• Listing:
--- Begin ---

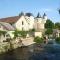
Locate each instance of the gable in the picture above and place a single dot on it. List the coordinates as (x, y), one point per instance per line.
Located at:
(10, 19)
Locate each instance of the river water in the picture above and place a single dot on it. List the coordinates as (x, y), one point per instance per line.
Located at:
(33, 52)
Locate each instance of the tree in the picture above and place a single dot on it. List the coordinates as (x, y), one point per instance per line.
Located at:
(49, 31)
(57, 40)
(49, 24)
(38, 40)
(57, 25)
(59, 11)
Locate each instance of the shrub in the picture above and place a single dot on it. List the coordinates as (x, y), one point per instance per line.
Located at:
(38, 40)
(57, 40)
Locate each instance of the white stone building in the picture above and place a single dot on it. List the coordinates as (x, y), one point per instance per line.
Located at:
(25, 22)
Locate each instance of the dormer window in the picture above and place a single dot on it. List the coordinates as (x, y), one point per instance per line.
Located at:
(22, 23)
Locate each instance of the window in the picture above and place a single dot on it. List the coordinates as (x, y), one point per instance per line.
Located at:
(22, 23)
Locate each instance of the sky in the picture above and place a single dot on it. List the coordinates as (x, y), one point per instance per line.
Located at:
(10, 8)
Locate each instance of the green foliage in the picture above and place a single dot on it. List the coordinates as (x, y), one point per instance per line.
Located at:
(38, 40)
(57, 25)
(49, 31)
(49, 24)
(20, 33)
(32, 30)
(2, 32)
(57, 40)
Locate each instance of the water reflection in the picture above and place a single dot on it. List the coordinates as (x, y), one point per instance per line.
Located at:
(33, 52)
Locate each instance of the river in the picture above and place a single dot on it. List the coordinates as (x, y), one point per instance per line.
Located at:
(33, 52)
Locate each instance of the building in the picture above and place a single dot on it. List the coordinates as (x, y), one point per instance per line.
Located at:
(26, 22)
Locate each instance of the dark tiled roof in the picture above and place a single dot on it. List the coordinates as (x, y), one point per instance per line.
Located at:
(10, 19)
(7, 26)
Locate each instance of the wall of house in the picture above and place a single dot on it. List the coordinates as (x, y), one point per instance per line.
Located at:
(22, 24)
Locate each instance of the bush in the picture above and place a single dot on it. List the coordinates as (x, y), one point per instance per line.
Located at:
(38, 40)
(57, 40)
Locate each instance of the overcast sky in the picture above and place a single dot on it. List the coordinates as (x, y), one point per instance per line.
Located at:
(14, 7)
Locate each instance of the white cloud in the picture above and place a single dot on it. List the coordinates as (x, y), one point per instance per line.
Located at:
(46, 9)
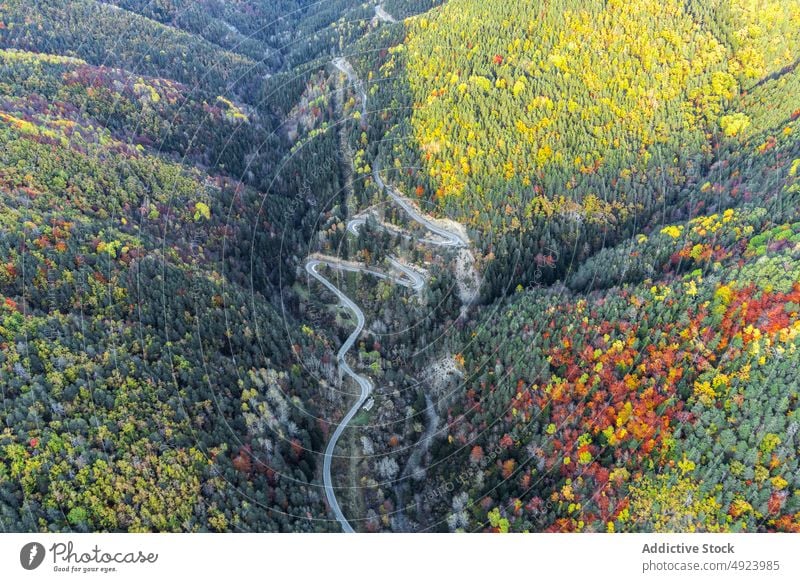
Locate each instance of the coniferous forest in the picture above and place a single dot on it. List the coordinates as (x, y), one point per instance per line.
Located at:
(566, 232)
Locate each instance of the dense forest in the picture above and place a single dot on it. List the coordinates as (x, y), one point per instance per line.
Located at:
(630, 170)
(153, 179)
(627, 174)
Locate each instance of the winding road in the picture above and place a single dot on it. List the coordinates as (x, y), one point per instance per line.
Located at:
(409, 277)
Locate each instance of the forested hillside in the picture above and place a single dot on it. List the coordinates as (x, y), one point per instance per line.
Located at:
(641, 377)
(149, 212)
(550, 125)
(626, 175)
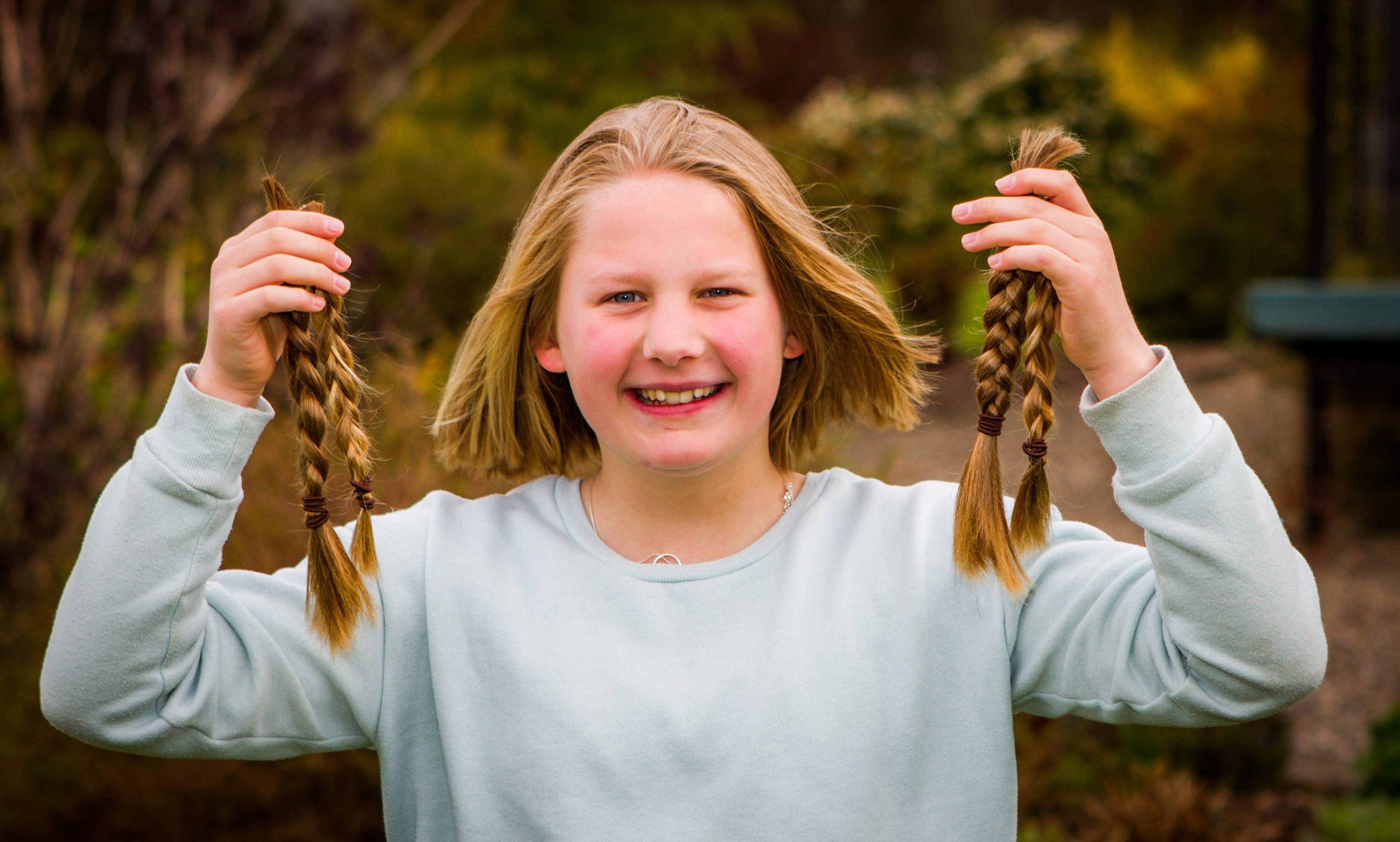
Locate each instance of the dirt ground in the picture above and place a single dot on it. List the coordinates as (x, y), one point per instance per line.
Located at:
(1259, 392)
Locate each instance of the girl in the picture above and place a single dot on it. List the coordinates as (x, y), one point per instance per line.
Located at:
(800, 659)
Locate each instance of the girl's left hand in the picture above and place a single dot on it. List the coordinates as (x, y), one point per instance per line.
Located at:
(1063, 238)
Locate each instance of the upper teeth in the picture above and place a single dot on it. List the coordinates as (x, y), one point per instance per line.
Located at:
(661, 396)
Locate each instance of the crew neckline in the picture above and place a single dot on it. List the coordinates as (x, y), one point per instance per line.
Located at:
(576, 521)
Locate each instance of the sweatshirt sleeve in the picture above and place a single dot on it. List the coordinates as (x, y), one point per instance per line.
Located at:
(154, 651)
(1216, 620)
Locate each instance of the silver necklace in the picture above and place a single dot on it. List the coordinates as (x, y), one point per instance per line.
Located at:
(668, 557)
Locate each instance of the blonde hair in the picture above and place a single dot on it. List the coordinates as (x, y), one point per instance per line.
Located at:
(1020, 322)
(325, 394)
(504, 416)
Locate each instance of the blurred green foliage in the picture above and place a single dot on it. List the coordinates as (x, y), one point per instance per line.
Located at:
(1381, 764)
(1360, 820)
(432, 199)
(1193, 166)
(903, 157)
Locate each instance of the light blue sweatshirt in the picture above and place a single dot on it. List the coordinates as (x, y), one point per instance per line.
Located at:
(835, 680)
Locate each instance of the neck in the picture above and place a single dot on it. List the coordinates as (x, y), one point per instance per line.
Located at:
(640, 513)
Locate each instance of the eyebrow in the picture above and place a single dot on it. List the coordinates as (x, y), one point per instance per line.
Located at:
(706, 278)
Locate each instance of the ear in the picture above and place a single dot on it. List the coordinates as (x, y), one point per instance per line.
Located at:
(548, 354)
(793, 347)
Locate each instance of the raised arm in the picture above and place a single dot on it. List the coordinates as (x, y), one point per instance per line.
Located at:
(154, 652)
(1214, 621)
(1217, 619)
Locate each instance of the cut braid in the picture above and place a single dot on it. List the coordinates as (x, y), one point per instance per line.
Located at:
(1031, 517)
(982, 538)
(1045, 149)
(348, 426)
(336, 594)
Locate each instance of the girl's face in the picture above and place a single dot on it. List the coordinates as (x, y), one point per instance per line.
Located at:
(668, 325)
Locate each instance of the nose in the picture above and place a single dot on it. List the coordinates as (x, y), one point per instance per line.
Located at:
(673, 333)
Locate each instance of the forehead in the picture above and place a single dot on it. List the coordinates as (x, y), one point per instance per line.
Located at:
(661, 223)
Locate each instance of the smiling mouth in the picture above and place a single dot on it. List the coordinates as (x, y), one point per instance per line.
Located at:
(658, 398)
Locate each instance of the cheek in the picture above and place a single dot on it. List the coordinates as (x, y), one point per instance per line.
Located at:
(751, 347)
(597, 354)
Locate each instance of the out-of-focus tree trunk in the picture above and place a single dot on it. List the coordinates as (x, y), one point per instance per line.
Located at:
(126, 129)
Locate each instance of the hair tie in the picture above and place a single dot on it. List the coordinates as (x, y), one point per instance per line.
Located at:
(315, 508)
(989, 424)
(365, 493)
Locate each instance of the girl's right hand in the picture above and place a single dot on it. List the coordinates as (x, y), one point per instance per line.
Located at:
(261, 272)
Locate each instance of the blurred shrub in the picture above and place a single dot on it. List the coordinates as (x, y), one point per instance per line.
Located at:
(1360, 820)
(1193, 166)
(432, 200)
(1084, 781)
(1228, 202)
(903, 157)
(1242, 757)
(1381, 764)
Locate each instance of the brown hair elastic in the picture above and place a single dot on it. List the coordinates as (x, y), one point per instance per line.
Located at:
(363, 493)
(315, 509)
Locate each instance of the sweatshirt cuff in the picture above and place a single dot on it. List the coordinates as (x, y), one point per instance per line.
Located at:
(204, 440)
(1150, 427)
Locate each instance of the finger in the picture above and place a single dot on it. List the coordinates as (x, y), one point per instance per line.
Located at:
(255, 304)
(1025, 233)
(285, 269)
(1058, 187)
(285, 241)
(307, 221)
(1004, 209)
(1053, 264)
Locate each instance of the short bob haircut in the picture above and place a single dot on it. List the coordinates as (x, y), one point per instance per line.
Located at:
(506, 416)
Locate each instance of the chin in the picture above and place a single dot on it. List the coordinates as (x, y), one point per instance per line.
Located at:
(691, 458)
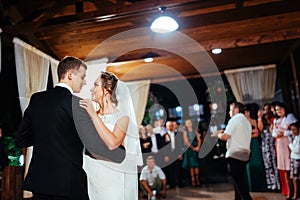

--- End ---

• Goal:
How many lines in the records above contain the string "building"? Reply with the number alone.

• Answer for this exercise:
2